§ Provided material
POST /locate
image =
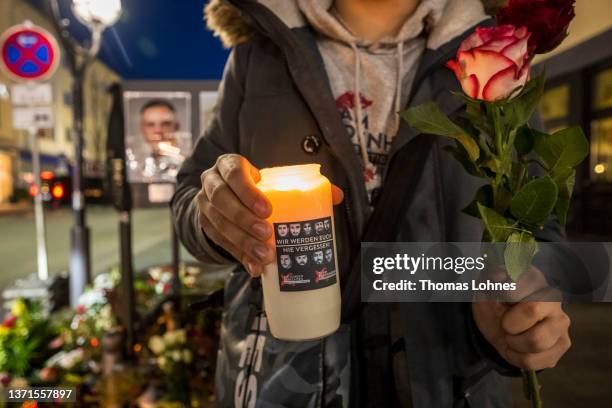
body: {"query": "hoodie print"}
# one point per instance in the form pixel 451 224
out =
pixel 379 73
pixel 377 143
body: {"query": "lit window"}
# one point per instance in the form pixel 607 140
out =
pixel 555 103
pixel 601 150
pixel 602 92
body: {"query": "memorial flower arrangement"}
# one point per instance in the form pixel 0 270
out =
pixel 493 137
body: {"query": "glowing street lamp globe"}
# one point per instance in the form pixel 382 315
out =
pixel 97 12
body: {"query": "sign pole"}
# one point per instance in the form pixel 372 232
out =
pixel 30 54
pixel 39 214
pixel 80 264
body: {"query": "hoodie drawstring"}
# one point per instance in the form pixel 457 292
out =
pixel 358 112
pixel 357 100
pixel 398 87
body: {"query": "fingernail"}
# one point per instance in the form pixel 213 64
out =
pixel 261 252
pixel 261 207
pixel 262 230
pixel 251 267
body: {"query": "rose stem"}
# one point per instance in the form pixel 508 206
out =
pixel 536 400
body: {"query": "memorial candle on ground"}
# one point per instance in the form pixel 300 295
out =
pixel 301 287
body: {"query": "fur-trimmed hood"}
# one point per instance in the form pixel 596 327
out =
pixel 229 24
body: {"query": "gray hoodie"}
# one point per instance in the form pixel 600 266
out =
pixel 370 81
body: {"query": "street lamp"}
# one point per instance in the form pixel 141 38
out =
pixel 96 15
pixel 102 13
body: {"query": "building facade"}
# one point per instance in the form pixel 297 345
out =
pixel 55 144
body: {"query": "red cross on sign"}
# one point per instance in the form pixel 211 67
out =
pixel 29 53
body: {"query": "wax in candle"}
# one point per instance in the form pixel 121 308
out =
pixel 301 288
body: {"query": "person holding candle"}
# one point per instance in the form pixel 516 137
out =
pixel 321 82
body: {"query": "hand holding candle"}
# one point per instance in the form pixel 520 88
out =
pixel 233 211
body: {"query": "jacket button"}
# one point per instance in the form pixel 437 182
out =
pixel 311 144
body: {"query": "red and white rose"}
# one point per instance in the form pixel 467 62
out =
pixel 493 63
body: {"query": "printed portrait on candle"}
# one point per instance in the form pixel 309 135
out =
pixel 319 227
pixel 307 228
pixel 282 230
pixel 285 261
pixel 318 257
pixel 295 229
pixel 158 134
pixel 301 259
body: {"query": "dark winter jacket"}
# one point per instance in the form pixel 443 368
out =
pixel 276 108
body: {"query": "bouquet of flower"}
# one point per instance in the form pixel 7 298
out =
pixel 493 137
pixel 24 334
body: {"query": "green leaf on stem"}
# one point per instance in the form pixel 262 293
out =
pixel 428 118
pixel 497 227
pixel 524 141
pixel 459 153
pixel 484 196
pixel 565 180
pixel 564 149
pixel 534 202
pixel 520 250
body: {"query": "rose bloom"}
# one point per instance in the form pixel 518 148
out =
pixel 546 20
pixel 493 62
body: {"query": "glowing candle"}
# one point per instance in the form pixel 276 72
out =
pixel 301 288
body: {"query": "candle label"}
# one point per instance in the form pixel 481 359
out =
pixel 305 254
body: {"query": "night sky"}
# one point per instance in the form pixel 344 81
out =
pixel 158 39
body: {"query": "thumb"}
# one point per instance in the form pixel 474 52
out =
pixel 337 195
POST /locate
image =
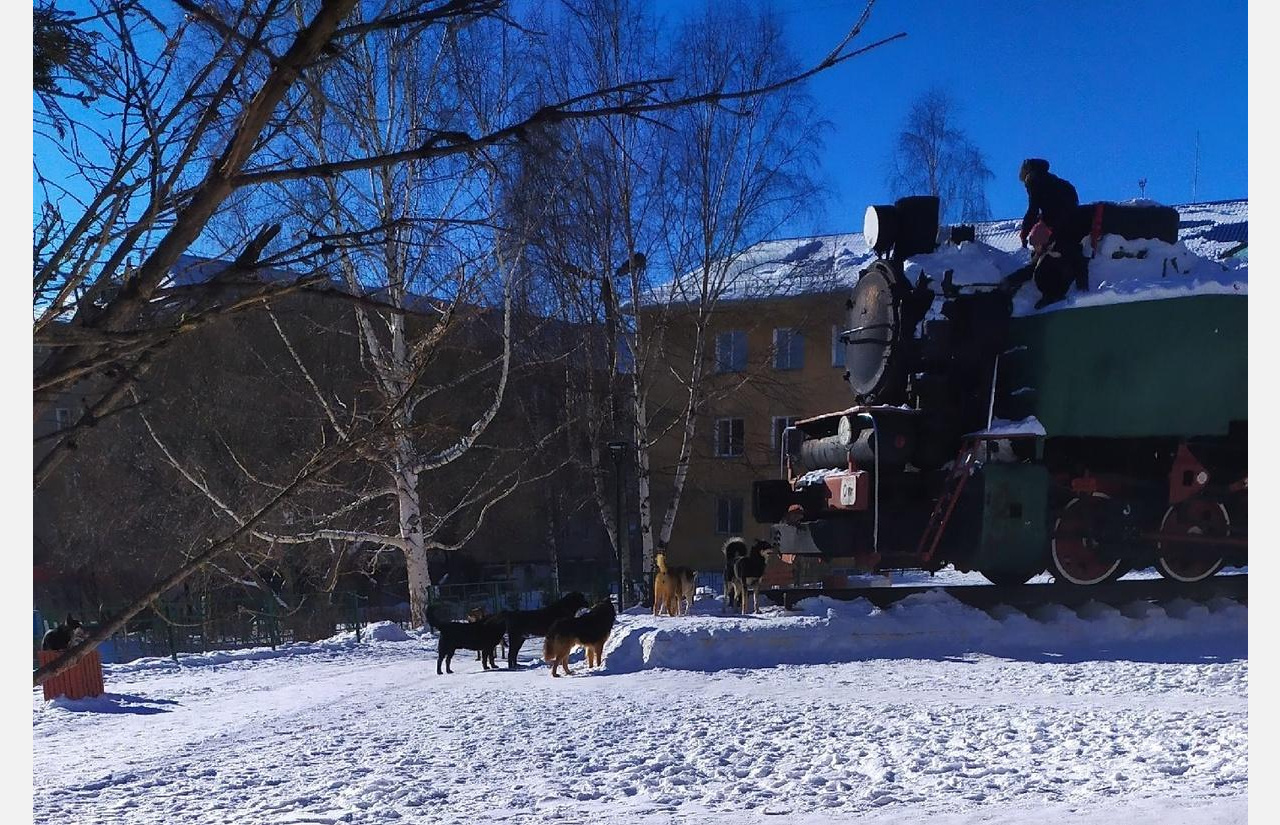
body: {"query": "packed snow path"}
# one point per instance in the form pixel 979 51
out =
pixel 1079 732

§ Required work
Would you return the data exactly as written, without the pictures?

§ Task result
POST /locate
image =
body: {"query": "hoodie print"}
# one point per instance in the form pixel 451 224
out =
pixel 379 73
pixel 377 143
body: {"query": "lit window"}
# one point per instance in the form pixel 607 140
out =
pixel 555 103
pixel 601 150
pixel 602 92
body: {"query": "memorial flower arrangement"}
# one point per instance in the form pixel 0 270
out =
pixel 493 137
body: {"query": "glowing street lamp globe"}
# one point per instance in the form pixel 382 315
out =
pixel 97 12
body: {"query": "sign pole"}
# one point per instance in the form pixel 372 232
out =
pixel 30 54
pixel 39 214
pixel 80 264
body: {"query": "hoodie drawstring"}
# one point per instance in the form pixel 457 292
out =
pixel 358 112
pixel 357 100
pixel 398 87
body: {"query": "fingernail"}
# one point per instance in the form pixel 213 64
out =
pixel 261 252
pixel 261 207
pixel 262 230
pixel 251 267
body: {"query": "rose stem"}
# one point per instance in the form pixel 508 206
out =
pixel 536 400
body: {"query": "memorial candle on ground"}
# one point per instance in the form pixel 300 295
out =
pixel 301 287
body: {"query": "fur-trimmed hood"}
# one point per instance in the form pixel 596 327
out =
pixel 229 24
body: {"query": "gray hoodie"}
# one point per instance in the form pixel 600 266
out =
pixel 370 81
body: {"query": "street lamp"}
# one point per instance in the form pixel 141 38
out =
pixel 96 15
pixel 102 13
body: {"query": "building facade"}
# one point per instance in the form pixel 297 345
out =
pixel 55 144
body: {"query": "red cross on sign"}
# one point per instance in the form pixel 211 67
out =
pixel 29 53
body: {"query": "wax in candle"}
# one point per instance in the form pixel 121 308
out =
pixel 301 288
body: {"query": "person holding candle"}
# one point per instance in the form pixel 516 137
out =
pixel 321 82
body: {"query": "hand holding candle"}
# one point per instance in the form pixel 520 88
out =
pixel 233 211
body: {"query": "jacket button"}
# one point per instance in the form pixel 437 182
out =
pixel 311 144
body: {"query": "red and white rose"}
# one point per instance in the form pixel 467 62
out =
pixel 493 63
body: {"query": "printed portrait on candle"}
# one point per instance in the form pixel 309 135
out =
pixel 319 227
pixel 307 228
pixel 282 230
pixel 285 261
pixel 318 257
pixel 295 229
pixel 158 134
pixel 301 259
body: {"query": "dark winter jacket"}
# one point per instance in the form pixel 443 368
out =
pixel 276 108
body: {"query": "bouquet of flower"}
# one point per instance in the form pixel 7 298
out =
pixel 493 137
pixel 24 334
body: {"query": "green leaf on stem"}
# one point per instance in the form pixel 262 293
out =
pixel 428 118
pixel 497 227
pixel 524 141
pixel 459 153
pixel 484 196
pixel 565 180
pixel 564 149
pixel 534 202
pixel 520 250
body: {"query": "rose bloom"}
# one point per instance in the form pixel 518 148
out =
pixel 546 20
pixel 493 62
body: {"query": "glowing candle"}
# one point per instance in the form pixel 276 72
out =
pixel 301 288
body: {"query": "candle label"}
# one point per instance in the form pixel 481 359
out =
pixel 305 254
body: {"query": "night sky"}
# one point per instance in the form pixel 344 81
out =
pixel 158 39
body: {"query": "thumb"}
# one point per instance in the form pixel 474 52
out =
pixel 337 195
POST /locate
image =
body: {"query": "packed snow path"}
# one point per instance in the form pixel 979 51
out =
pixel 1079 732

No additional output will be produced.